▶ _EXERCISE_
Return each line from the listing below that contains the string "tree". Case counts.

--- begin MATERIAL PROVIDED ---

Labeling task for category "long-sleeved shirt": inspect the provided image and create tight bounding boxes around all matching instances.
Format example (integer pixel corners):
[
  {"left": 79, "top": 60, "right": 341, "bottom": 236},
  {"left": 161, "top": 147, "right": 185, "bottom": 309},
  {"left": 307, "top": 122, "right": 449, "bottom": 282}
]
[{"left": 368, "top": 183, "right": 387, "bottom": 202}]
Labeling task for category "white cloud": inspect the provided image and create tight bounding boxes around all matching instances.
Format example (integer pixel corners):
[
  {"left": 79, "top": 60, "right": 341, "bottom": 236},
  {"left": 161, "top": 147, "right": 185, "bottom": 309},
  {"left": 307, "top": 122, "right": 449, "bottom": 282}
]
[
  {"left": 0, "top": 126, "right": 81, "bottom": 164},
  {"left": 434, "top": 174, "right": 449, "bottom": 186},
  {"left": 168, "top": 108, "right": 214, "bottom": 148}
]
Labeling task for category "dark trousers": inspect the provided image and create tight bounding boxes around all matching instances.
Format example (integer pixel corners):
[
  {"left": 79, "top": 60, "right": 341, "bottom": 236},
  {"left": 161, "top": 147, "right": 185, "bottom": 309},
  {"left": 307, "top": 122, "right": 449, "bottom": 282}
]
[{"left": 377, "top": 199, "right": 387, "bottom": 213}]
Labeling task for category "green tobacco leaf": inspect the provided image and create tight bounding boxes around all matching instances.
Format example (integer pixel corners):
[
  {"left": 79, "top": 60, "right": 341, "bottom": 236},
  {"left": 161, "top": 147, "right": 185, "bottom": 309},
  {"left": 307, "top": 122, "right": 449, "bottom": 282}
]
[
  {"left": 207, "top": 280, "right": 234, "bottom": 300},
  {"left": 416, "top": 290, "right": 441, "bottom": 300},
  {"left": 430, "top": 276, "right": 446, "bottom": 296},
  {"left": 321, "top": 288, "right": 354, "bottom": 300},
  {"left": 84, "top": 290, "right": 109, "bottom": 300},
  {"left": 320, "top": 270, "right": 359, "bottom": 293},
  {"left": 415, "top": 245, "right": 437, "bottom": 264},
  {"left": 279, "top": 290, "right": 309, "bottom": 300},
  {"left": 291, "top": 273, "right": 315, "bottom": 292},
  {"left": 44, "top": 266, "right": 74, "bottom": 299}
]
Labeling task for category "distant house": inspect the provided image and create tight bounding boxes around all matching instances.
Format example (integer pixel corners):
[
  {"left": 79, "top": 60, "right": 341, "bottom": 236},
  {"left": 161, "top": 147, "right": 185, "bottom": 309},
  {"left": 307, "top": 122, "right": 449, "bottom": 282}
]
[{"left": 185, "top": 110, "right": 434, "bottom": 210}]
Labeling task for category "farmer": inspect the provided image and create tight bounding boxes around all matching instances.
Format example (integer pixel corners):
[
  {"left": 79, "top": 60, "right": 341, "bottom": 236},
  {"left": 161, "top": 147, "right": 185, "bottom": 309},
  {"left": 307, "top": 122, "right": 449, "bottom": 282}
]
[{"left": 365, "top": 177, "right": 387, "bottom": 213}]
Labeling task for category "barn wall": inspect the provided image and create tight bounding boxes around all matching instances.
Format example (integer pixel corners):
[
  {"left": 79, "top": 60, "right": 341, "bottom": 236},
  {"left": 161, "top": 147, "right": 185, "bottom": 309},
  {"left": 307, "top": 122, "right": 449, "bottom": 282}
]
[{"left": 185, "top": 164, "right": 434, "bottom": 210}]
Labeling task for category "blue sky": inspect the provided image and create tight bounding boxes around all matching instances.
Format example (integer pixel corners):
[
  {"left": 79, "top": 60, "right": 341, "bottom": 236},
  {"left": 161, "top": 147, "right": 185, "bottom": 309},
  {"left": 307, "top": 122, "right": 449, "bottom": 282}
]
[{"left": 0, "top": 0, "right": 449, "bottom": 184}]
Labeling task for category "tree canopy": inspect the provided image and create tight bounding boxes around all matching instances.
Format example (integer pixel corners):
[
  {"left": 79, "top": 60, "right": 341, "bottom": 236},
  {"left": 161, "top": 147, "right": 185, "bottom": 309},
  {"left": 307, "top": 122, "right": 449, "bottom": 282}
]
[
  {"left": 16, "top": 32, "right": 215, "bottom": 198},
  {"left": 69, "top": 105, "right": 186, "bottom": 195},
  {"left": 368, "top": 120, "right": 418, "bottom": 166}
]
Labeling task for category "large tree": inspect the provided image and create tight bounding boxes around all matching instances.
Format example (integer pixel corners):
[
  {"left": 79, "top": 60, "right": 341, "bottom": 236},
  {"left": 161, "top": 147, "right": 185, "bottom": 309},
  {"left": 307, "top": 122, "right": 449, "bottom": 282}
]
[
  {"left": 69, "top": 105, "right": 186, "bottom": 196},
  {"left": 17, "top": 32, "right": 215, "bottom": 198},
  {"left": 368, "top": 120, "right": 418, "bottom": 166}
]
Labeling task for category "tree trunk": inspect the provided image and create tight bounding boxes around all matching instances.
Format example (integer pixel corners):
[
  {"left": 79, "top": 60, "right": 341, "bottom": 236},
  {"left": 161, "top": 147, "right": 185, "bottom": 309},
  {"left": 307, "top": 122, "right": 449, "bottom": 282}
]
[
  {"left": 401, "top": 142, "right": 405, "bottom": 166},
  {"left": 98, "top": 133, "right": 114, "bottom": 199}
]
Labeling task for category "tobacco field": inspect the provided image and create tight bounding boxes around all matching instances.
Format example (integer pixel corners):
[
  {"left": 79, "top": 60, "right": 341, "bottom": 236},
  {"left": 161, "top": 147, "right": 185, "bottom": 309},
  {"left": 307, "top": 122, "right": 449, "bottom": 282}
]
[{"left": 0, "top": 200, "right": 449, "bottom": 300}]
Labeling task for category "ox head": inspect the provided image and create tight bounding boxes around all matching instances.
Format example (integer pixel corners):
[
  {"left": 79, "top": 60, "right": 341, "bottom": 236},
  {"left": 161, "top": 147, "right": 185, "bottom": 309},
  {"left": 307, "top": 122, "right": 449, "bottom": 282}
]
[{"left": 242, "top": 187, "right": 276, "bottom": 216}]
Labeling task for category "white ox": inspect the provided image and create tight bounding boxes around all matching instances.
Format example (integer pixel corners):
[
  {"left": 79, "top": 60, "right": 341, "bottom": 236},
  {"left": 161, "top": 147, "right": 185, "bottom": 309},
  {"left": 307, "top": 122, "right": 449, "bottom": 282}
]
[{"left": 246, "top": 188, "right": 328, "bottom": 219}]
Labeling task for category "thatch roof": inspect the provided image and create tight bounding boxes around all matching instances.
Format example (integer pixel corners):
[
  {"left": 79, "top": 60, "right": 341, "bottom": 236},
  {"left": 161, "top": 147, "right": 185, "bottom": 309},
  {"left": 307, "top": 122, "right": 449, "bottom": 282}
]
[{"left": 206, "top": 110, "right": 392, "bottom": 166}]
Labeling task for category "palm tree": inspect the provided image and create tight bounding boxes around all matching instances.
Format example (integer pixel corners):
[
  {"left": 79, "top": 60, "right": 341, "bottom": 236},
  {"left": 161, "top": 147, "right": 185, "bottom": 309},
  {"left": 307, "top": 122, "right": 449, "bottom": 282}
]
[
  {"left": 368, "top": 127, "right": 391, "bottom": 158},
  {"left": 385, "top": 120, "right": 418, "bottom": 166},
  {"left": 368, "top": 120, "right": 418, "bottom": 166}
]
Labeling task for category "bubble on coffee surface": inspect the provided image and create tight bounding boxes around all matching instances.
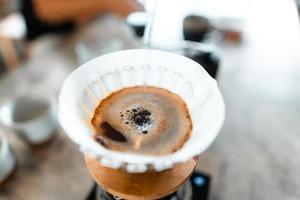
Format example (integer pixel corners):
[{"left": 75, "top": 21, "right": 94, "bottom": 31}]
[
  {"left": 92, "top": 86, "right": 192, "bottom": 155},
  {"left": 120, "top": 106, "right": 153, "bottom": 134}
]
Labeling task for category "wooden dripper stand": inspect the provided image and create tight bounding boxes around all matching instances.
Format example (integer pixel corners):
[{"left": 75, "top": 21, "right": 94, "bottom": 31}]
[{"left": 85, "top": 156, "right": 197, "bottom": 200}]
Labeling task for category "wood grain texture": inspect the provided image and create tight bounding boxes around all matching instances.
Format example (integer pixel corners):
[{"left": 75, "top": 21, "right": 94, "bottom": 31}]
[{"left": 85, "top": 156, "right": 197, "bottom": 200}]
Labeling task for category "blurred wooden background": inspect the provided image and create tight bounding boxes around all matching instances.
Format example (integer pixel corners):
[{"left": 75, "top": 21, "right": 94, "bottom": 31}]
[{"left": 0, "top": 0, "right": 300, "bottom": 200}]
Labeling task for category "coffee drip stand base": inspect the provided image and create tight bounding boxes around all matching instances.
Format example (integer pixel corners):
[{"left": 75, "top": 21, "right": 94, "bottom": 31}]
[{"left": 86, "top": 171, "right": 210, "bottom": 200}]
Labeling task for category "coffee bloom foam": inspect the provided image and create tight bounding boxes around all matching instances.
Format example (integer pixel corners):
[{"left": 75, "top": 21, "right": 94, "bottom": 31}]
[{"left": 58, "top": 49, "right": 225, "bottom": 173}]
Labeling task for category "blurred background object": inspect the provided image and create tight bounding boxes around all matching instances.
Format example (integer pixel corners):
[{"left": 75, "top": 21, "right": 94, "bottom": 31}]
[{"left": 0, "top": 0, "right": 300, "bottom": 200}]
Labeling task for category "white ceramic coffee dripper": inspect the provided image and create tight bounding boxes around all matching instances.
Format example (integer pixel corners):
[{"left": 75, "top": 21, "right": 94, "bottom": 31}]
[{"left": 58, "top": 49, "right": 224, "bottom": 173}]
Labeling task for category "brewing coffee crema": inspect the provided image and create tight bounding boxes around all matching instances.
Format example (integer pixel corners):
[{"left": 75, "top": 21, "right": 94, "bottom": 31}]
[{"left": 92, "top": 86, "right": 192, "bottom": 155}]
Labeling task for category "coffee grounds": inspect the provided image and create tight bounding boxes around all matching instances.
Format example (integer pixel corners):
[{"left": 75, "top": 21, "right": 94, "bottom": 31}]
[
  {"left": 131, "top": 109, "right": 151, "bottom": 126},
  {"left": 101, "top": 122, "right": 127, "bottom": 142}
]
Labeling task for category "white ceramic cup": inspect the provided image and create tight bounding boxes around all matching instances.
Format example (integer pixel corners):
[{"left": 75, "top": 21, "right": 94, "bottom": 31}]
[
  {"left": 0, "top": 132, "right": 16, "bottom": 183},
  {"left": 0, "top": 95, "right": 57, "bottom": 145}
]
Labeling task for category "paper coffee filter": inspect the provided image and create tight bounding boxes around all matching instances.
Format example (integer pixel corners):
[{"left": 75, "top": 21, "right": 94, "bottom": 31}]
[{"left": 58, "top": 49, "right": 225, "bottom": 172}]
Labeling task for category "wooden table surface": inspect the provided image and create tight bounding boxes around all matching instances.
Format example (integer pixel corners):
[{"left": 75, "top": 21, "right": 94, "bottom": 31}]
[{"left": 0, "top": 0, "right": 300, "bottom": 200}]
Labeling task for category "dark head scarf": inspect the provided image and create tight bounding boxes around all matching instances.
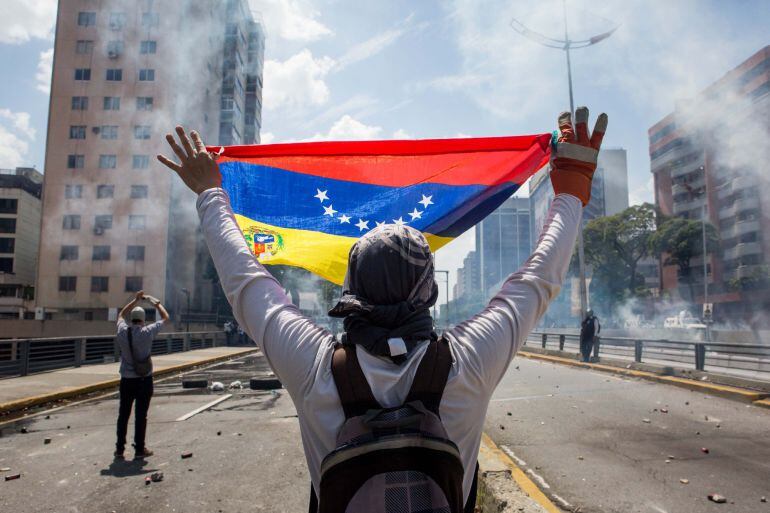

--- end MATERIAL PROVIDED ---

▶ _EXERCISE SOLUTION_
Labeling task for category "tree canopy": inspect the provided image and create tight bounding boxes around all matching instances.
Labeling task for category "large tree": inspect the provided image and create tight bounding boxes around all matching instances.
Labeling task for category "tree trunk": inspect the provided image and create tight bounding boxes around all matching instances.
Labeling task for category "palm tree": inspect the provided image and create tight bounding boxes around all matching instances.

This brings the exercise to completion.